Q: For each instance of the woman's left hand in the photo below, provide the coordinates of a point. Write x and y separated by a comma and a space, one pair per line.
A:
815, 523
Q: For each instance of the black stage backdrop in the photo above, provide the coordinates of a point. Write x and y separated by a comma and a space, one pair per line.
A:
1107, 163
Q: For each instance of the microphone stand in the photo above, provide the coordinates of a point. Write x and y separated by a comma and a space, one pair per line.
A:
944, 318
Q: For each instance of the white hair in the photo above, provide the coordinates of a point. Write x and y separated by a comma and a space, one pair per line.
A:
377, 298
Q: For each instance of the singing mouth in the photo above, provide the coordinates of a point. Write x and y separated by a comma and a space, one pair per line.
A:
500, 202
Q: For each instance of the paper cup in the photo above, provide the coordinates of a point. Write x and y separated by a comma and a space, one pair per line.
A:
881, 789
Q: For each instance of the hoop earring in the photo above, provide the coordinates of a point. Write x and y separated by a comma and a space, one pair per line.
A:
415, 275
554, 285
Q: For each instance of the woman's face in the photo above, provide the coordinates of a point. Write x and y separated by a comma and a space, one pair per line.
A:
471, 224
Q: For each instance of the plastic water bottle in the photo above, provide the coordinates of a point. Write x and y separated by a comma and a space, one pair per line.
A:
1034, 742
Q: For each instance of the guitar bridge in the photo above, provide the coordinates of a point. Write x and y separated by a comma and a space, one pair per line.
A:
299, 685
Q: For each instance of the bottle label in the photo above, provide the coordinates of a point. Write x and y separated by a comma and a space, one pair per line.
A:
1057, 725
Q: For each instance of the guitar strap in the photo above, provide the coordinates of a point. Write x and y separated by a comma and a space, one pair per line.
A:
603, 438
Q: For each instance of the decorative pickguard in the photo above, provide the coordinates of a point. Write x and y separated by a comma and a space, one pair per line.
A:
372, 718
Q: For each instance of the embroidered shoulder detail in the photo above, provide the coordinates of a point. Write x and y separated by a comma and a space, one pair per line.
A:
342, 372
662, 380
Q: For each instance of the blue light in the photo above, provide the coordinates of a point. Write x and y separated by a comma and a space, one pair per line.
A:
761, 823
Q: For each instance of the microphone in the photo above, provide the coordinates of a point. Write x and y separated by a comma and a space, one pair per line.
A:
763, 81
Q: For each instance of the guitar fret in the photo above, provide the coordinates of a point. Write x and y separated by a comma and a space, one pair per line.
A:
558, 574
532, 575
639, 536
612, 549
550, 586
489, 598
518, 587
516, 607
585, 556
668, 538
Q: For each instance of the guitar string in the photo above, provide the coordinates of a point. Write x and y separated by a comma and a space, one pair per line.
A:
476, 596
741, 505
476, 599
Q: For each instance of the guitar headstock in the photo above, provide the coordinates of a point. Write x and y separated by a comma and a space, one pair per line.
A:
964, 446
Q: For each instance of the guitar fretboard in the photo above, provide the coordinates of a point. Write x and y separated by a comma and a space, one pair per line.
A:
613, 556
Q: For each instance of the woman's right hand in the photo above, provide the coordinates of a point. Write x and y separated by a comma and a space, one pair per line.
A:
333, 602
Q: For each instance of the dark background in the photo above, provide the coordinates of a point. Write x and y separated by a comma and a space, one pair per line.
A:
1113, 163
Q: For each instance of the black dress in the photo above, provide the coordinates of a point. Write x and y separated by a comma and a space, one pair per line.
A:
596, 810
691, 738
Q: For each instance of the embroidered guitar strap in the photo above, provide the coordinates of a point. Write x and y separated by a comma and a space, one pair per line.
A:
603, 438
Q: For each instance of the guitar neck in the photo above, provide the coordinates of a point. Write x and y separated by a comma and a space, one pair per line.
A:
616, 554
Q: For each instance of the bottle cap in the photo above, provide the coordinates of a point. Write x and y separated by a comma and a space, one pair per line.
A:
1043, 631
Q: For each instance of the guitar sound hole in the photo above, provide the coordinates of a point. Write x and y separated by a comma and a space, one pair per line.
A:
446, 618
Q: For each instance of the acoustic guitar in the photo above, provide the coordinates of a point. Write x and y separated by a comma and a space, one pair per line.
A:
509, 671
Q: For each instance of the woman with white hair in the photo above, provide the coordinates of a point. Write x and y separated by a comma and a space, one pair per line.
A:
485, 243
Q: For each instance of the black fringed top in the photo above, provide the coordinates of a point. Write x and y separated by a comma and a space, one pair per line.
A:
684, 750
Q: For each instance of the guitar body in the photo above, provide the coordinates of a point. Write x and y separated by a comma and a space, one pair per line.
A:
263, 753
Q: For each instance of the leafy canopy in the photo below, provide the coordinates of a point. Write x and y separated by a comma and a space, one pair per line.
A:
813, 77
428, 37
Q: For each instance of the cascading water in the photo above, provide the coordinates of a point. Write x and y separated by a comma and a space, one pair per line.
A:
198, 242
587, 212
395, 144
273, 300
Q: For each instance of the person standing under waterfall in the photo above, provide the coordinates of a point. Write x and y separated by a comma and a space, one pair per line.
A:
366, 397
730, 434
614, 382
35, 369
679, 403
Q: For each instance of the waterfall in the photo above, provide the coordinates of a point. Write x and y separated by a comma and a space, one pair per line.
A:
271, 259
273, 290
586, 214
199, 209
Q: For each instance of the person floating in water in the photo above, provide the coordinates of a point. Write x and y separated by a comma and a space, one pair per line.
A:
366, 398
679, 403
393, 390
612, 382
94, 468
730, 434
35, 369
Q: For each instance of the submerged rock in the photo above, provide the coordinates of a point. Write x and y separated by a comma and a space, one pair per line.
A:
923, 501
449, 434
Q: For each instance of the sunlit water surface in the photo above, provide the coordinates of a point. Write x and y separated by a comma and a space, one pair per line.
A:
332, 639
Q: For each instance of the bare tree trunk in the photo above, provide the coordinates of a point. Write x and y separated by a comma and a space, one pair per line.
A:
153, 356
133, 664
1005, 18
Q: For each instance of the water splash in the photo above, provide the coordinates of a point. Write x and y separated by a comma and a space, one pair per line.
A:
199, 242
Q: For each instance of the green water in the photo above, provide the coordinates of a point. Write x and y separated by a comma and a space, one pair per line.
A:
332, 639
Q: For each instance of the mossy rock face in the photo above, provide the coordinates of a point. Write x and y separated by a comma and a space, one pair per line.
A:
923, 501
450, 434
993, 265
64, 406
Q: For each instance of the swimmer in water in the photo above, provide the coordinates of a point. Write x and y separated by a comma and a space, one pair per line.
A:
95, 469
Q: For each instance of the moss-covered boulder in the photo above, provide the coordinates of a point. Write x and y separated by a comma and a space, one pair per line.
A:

** Written task **
Quote the entire listing above verbatim, line for line, with no changes.

** Answer to the exercise **
Q: For each instance of the woman's left hand in the photo below, provide the coordinates of a point. Write x and y separated by a comma and a space, one pair per line.
A:
815, 523
Q: For each instance of the black stage backdrop in the photo above, provide the coordinates of a point. Write x and y separated by a comma and a space, one pair per line.
A:
1107, 163
Q: For each instance of the microphone stand in the photo above, provide the coordinates of a point. Write x and y separated by a comma and a space, one pair per line.
A:
944, 318
Q: For each instance of the white hair in the photo above, provide the coordinates of a point. Write x and y separated by a comma and a space, one pair per line.
A:
377, 298
Q: For each instance of the singing mouth in the photo above, provide the coordinates of a point. Write x and y separated by a comma and a space, one pair per line.
A:
500, 202
Q: For each instance of the paper cup in the photo above, provide the coordinates of a point. Write x and y separated by a comma and a space, one pair per line.
A:
881, 789
Q: For each instance of the hoop earring in the photo above, provide the coordinates of a point. Write x and y separated by a comma and a space, one pair per line.
A:
415, 275
554, 285
Q: For each instance of the woman's face in the photo above, provide the coordinates of a point. Write x and y separated by a comma and a space, one pair per line.
A:
471, 224
Q: For each instance of the plastic water bottle in the photo above, provide the coordinates of a point. Write x and y separated by a comma and a space, one pair per line.
A:
1034, 742
Q: For each instance of the guitar bridge in the photo above, provide the coordinates of a point. Write x and y separated by a comma and a space, one pair per line.
A:
299, 685
Q: For each instance of the bottle label in the photo above, provide the coordinates of a point. Write x and y separated by a comma and a space, one pair per line.
A:
1057, 725
Q: For each instance of the guitar strap in the photo above, provide the coordinates of a point. Write x and y separated by a comma and a space, one pair per line.
A:
603, 438
Q: For each instance of the decorative pickguard in the photo above, provide the coordinates of a point. Write x and y separated by a comma and a space, one pair per line.
A:
372, 718
Q: For each instance of the embroidered shoulder detail in the photo above, provide the coordinates of a point. Write x and y separated by a comma and a space, one pair per line.
A:
342, 372
662, 380
Q: For each instance of the blue light in the photo above, provide the coordinates of a point. Write x and y separated by a comma and a space, one pair per line.
A:
761, 823
Q: For each instance of the microphone in the photo above, provide the coordinates of a point. Write x and y separated by a comma and a space, one pair per line.
A:
763, 81
Q: For each instance of the guitar fret in the photo above, provide the coordinates of a point. Write x and y separated by a comma and a space, one pair per line.
A:
558, 574
532, 575
639, 536
612, 549
550, 586
489, 598
518, 587
516, 607
585, 556
668, 538
Q: For each instance of the guitar string in the photo above, provide the coordinates of a point. Write x and y separated by a comma and a space, one pair per line.
A:
476, 596
741, 505
476, 599
Q: For each instance of the guitar headstock in the photo above, provide the coordinates of a point. Write x and y separated by a comma and a space, one pair per line.
A:
964, 446
Q: For each instance of the guitar fretboard in the photo above, provide the coordinates of a point. Write x and y separated by a comma and a space, one pair per line.
A:
613, 556
Q: For each instance of the woman's right hand in the photo above, provide the coordinates of a point. Write x and y separated by a comma and a space, one pair per line.
A:
333, 602
Q: For each instance of the dark background in the photo above, provide the coordinates of a point. Write x and y separated by a comma and a space, one pair per line.
A:
1113, 163
Q: For each instance of the black dress in the photo above, provide the coordinates of a point. Write x and y separated by a comma and a space, one pair per line.
A:
596, 810
691, 738
Q: For each instance of the embroidered guitar strap in the photo above, provide the coordinates of a point. Write x and y separated by a comma and a space, one pair per line.
A:
603, 438
Q: For each instance of the guitar neck in the photo above, provide the coordinates of a point. Write x and y separated by a comma and a space, one pair per line.
A:
616, 554
Q: For each instance of the bottle cap in the photo above, provide the coordinates of a point. Write x and y separated by a comma and a space, one pair per line.
A:
1043, 631
Q: For each instance of the guitar sound hole in the photo above, provide the coordinates of a point. Write x and y separated by a comma and a space, one pair per line.
A:
446, 618
Q: For each instance of the acoustic guitar in the photo above, provide the coordinates of a point. Write x and y separated by a comma and a space, one pair per line.
A:
509, 671
Q: For each instance of the woman with white hair in the photo above, provide the coordinates of a point. Write x and y separated by a comma and a space, one pair per line.
A:
485, 243
Q: For each instance of the black fringed top in the photo above, provide the coordinates of a point. Write x and y separated by a comma and a space, one pair per line.
A:
684, 750
Q: For each instance of the guitar body in the photo above, provide the coordinates of a point. Write x and y separated by a comma and a space, one pair per line.
A:
263, 753
Q: For each instance of the leafy canopy in the photo below, provide the coordinates of a point. Write x and y separated by a comma and a space, one pair per line.
A:
813, 77
428, 37
Q: For each instance of the cascading water in the photo above, provide the coordinates of a point. Write x and y separated by a comma and a space, one pair per line.
A:
198, 242
587, 212
395, 144
273, 300
Q: For each instance of the person standing under waterfall in the photo above, provide the coordinates of a point. Write x and y separated by a comma and a space, one pair per line.
A:
366, 397
730, 434
614, 382
35, 369
679, 403
Q: For each instance of the waterfall in the photo above, provide the coordinates of a point. Write x and y separated by a comma and a space, one pair per line.
A:
271, 259
273, 290
586, 214
199, 209
Q: For each instance of the person floating in water in the photo above, provide the coordinates of a point. Write x and y separated by a comma and a space, one pair per line.
A:
366, 398
679, 403
393, 390
612, 382
94, 468
730, 434
35, 369
Q: For each instance of the submerged rock in the photo above, provide the coordinates of a point. Write x and y separated by a comma and a space, one pair per line.
A:
923, 501
449, 434
Q: For each instance of the sunlit water surface in the photo above, provide the coordinates of a point. Write x and y separated by a comma and a space, one pair per line.
A:
332, 639
Q: For each instance of the bare tree trunk in the photo above, provide the coordinates of a point. Write x and y separated by a comma and a space, one pair per line.
A:
153, 356
133, 664
1005, 18
Q: For each instance of the water splash in the photo above, provide the coordinates of a point. Write x and y separated by a comma and a space, one pair per line.
A:
199, 242
Q: For each instance of the green water in the photo above, provide the coordinates of a point. Write x and y separated by a comma and a space, one pair per line.
A:
332, 639
Q: For each instance of the mossy rock face in the photo above, provide the coordinates of a point. Write x and y separated by a comma and a space, one pair per line.
A:
923, 501
450, 434
993, 265
64, 406
Q: For each instance of the swimmer in water in the photo above, provide the coordinates of a point. Write x and y separated by a comma and a space, one pair per line.
A:
95, 469
Q: For each instance of the moss-covered boulder in the photo above, provide the coordinates of a point. Write x and y separated by a comma and a space, one pair per line.
A:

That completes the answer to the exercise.